*** MATERIAL FOR THIS EXERCISE Section Begins ***

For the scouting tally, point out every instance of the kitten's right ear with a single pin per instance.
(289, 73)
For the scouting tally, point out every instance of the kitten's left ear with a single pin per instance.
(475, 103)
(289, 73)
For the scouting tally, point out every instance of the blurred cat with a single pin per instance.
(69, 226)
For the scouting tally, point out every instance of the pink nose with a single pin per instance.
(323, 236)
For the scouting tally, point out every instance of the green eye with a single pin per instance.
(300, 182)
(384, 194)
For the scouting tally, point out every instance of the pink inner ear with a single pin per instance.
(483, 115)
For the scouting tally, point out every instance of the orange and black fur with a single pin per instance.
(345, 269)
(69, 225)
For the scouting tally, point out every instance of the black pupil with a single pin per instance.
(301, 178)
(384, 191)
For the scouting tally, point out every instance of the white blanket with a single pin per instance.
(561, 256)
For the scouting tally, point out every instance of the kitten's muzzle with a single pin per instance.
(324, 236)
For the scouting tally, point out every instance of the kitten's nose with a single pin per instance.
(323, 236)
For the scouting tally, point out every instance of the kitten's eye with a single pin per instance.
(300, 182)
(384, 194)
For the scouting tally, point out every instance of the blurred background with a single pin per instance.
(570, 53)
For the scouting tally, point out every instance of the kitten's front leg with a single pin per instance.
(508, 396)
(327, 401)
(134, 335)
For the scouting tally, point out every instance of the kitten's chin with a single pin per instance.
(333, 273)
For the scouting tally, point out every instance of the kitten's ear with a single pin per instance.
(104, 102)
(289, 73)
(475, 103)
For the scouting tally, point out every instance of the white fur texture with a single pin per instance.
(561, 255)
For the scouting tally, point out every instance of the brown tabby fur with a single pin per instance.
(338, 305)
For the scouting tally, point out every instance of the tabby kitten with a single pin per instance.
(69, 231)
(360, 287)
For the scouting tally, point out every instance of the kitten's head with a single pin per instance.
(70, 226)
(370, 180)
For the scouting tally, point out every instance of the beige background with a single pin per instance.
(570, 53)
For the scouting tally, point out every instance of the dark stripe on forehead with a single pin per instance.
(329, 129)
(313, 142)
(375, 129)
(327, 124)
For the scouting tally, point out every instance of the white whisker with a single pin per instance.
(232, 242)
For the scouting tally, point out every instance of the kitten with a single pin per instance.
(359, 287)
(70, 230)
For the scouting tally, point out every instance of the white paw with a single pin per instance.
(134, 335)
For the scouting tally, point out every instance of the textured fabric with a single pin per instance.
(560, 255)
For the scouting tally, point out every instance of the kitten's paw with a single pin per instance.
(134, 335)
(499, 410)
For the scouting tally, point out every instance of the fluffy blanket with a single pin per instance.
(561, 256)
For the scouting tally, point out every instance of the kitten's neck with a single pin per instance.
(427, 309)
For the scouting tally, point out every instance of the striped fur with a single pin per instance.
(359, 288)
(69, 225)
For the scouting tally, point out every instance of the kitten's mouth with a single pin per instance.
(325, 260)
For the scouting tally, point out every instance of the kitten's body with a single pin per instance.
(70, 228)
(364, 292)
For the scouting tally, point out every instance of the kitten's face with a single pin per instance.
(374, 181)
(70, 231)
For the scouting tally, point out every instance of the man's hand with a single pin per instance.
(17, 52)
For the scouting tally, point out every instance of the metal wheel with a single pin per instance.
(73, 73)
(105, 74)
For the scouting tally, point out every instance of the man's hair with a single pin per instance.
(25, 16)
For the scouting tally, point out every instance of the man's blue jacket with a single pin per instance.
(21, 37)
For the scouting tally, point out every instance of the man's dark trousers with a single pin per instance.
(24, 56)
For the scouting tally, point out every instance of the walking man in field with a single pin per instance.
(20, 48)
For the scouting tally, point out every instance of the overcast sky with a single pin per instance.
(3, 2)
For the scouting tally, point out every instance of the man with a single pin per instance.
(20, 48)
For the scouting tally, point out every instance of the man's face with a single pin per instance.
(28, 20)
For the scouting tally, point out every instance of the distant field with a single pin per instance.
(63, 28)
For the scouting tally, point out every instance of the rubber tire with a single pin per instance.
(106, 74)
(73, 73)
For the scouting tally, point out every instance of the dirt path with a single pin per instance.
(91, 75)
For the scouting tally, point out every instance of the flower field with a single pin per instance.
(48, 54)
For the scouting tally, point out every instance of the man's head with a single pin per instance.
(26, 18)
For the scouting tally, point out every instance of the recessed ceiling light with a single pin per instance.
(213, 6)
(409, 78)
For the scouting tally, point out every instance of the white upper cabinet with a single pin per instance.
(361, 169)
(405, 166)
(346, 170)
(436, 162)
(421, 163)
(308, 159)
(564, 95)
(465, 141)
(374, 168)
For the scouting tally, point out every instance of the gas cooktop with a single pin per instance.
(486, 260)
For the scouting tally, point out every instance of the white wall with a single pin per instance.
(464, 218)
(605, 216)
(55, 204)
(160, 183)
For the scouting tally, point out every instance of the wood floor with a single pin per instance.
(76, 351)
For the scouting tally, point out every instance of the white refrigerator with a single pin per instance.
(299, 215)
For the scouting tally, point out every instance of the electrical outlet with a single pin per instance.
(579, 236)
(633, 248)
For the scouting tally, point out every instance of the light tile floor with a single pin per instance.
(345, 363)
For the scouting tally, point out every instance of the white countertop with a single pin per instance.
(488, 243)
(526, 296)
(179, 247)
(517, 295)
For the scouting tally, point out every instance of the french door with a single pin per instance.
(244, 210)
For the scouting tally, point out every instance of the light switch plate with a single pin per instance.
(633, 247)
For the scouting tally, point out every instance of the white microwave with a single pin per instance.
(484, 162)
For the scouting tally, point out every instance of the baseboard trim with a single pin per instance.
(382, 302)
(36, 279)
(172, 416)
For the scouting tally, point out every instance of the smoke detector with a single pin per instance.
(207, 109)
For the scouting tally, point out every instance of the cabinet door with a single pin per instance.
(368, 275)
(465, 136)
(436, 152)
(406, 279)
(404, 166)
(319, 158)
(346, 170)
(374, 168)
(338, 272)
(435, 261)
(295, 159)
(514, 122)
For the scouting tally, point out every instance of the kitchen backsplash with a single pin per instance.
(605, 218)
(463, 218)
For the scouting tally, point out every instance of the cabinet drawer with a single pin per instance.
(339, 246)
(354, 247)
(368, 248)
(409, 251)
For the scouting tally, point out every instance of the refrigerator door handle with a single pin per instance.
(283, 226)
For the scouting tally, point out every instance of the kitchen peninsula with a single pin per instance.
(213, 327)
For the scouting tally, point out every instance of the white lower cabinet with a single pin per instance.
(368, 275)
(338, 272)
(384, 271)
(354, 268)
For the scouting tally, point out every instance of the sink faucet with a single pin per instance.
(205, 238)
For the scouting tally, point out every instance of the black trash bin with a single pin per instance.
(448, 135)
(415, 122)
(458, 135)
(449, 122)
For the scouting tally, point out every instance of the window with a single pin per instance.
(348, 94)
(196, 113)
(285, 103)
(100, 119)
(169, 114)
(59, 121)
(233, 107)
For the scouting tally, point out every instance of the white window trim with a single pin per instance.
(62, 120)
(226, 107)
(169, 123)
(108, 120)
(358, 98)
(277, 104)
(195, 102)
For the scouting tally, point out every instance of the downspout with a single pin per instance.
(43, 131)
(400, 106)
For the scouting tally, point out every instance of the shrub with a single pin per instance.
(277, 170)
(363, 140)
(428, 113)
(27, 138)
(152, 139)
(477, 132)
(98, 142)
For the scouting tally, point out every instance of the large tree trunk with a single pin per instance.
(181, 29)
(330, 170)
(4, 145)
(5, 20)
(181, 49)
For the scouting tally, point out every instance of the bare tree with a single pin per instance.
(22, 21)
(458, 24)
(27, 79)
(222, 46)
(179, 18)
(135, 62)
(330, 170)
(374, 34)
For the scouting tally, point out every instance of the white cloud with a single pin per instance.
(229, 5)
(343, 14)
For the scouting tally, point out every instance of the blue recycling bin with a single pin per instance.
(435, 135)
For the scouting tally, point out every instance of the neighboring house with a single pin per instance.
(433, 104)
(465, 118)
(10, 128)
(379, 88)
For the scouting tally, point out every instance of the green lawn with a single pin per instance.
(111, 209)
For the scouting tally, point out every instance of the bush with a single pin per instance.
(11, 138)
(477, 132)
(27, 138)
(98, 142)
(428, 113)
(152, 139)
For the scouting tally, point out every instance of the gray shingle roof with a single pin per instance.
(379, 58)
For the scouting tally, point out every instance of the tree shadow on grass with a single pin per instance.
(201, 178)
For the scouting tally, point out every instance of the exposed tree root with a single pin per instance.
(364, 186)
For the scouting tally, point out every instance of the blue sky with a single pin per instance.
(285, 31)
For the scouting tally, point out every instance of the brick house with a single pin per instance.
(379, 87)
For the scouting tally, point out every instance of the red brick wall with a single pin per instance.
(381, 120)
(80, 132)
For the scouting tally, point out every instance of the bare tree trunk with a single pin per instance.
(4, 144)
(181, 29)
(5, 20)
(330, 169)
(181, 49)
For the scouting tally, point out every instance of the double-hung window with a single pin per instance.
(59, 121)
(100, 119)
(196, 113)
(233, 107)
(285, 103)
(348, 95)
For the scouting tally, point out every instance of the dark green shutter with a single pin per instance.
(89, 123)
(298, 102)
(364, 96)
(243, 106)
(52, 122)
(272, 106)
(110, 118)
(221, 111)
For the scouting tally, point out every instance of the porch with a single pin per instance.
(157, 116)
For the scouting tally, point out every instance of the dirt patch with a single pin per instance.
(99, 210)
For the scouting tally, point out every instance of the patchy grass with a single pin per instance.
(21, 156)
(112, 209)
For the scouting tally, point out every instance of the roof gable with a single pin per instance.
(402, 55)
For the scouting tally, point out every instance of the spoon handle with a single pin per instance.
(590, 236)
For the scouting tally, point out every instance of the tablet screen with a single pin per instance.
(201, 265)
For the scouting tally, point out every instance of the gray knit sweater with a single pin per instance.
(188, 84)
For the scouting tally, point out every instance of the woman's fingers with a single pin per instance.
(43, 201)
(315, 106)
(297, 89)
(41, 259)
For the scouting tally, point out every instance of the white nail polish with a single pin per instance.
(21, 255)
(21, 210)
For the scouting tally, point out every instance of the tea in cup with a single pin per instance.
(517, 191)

*** MATERIAL FOR THIS EXERCISE Section Ends ***

WHAT THE TASK ASKS:
Reproduce the lines from the one containing "For the scouting tally, point out every instance of the woman's" to the end of the entries, keeping both ends and adding nothing.

YOUR SOLUTION:
For the scouting tally, point out every instance of the woman's fingers with a single pin per instance.
(43, 201)
(315, 106)
(297, 89)
(41, 259)
For the scouting tally, point out every instance of the white nail polish with a single pin per instance.
(21, 255)
(21, 210)
For the scouting tally, point out every instance of the tea in cup with a single pin per instance.
(517, 191)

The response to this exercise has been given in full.